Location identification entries
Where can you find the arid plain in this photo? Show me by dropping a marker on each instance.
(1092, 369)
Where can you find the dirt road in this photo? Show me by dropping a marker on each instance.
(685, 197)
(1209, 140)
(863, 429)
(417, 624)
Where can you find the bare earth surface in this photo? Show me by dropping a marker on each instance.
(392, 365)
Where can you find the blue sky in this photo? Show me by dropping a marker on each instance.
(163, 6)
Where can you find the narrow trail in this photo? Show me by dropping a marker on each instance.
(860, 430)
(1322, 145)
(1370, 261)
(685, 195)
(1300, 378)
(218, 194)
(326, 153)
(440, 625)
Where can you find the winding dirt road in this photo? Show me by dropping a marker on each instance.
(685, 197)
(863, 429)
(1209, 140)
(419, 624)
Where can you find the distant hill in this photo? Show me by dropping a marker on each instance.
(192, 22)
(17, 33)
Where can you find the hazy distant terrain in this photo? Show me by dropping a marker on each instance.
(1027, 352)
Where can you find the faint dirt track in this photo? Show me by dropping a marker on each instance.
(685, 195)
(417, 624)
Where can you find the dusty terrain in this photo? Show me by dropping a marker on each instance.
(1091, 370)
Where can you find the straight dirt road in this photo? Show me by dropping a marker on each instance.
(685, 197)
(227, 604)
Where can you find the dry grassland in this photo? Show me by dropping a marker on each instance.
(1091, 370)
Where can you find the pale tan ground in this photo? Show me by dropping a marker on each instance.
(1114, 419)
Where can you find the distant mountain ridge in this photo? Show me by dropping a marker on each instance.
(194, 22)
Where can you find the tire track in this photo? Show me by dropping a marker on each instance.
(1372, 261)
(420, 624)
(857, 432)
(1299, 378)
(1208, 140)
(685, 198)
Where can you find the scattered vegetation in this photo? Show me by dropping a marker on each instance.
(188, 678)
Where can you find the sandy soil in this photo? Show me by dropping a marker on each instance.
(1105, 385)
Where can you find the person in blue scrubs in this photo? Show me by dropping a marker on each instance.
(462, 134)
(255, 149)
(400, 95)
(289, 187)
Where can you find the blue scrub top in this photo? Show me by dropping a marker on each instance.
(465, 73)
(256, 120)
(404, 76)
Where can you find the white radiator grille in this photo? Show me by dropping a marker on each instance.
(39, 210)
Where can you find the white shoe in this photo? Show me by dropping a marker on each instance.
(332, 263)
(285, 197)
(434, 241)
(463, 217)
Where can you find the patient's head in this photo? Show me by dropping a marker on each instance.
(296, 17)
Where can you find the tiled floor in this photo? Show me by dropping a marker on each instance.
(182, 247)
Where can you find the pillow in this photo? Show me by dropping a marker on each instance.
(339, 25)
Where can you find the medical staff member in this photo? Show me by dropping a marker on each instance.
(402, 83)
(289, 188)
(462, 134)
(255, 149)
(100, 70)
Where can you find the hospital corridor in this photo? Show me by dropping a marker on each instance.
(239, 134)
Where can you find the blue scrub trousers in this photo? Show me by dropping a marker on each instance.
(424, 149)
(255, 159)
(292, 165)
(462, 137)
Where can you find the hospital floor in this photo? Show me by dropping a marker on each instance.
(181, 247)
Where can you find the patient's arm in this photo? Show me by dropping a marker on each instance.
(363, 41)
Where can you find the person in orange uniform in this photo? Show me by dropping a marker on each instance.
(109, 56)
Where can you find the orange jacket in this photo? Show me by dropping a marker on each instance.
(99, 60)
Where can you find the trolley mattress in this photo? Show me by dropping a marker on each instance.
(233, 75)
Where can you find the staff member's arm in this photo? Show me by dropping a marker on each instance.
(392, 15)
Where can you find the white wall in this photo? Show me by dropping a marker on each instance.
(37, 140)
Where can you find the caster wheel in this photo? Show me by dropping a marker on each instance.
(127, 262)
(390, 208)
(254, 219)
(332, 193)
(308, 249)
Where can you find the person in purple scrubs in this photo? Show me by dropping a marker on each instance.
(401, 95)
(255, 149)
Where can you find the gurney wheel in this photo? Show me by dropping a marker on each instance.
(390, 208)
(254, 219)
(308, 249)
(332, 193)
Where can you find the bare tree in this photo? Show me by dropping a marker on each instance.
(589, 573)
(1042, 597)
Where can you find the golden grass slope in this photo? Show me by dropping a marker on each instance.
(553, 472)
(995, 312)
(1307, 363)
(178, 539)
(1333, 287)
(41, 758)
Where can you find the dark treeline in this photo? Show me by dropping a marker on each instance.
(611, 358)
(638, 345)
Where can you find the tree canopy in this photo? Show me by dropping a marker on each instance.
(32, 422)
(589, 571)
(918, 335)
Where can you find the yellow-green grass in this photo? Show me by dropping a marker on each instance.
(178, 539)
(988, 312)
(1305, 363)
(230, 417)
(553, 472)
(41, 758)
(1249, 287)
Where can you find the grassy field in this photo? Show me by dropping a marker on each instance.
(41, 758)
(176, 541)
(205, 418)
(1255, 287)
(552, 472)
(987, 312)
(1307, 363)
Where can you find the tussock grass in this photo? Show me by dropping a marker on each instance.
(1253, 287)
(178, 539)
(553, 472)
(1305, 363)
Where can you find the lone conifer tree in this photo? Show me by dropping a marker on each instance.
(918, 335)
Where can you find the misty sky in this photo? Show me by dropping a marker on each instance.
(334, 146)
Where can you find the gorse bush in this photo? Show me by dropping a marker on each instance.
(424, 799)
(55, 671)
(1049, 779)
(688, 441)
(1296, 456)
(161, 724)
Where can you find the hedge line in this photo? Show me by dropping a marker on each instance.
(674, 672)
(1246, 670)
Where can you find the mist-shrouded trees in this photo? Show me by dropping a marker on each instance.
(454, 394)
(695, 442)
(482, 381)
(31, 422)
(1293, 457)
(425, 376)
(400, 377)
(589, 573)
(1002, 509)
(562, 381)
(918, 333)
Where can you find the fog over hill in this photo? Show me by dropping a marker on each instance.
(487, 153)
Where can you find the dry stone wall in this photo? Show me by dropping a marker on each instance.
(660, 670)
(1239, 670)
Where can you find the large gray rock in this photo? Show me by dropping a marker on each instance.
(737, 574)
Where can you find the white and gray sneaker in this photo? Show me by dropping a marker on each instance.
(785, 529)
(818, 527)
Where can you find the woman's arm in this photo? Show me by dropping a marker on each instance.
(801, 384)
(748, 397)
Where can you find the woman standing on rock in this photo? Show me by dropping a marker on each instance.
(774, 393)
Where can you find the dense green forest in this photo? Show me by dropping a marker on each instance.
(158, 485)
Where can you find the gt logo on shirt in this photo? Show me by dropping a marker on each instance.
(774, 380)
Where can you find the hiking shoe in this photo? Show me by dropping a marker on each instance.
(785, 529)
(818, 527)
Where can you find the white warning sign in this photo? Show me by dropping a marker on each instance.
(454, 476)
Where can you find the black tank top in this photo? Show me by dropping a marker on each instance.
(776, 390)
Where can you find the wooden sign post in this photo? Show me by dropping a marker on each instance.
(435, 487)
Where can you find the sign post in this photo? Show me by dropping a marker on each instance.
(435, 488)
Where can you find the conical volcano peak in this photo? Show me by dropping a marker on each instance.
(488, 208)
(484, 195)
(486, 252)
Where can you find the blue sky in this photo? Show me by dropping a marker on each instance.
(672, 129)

**Given request:** Starting at the line that contains "Where can you find the dark" and ending at the line that contains "(1246, 670)", rewrite every line, requests included, and offset each coordinate in the answers by 139.

**Result:**
Where can you find the dark treeline in this photo? Show me by dropping a marker on each instance.
(750, 497)
(777, 484)
Where can you find the tree canopy in this photo? Show me by dropping a marker on each instance.
(171, 561)
(728, 710)
(1057, 474)
Where can you find the yellow-green grass in this photo? Show me by dropping a marker on each instance.
(317, 678)
(1127, 451)
(1444, 502)
(369, 556)
(692, 611)
(180, 897)
(1388, 426)
Where can you find the grassy field in this photo? Show me by dropping a marker on each instance.
(180, 897)
(315, 680)
(344, 557)
(1394, 426)
(691, 611)
(1126, 451)
(1446, 502)
Where can you find the tussock grass in this photo? Show me by dropping a marker on each instance.
(1392, 426)
(317, 678)
(692, 611)
(1444, 502)
Where can you find the lone conifer tree in this photo? Show me by dropping a marker on each instance.
(1057, 474)
Where can you find the misty sky in this photo? Show me by dropping a marker on each instance.
(473, 285)
Where can you find the gorse bush in this photo? Show me by dropping a marker on each instance.
(563, 938)
(194, 810)
(1188, 918)
(827, 580)
(1435, 595)
(300, 863)
Where can you find the hedge line in this photo? Show me by dropping a marker on each instance.
(813, 811)
(1385, 809)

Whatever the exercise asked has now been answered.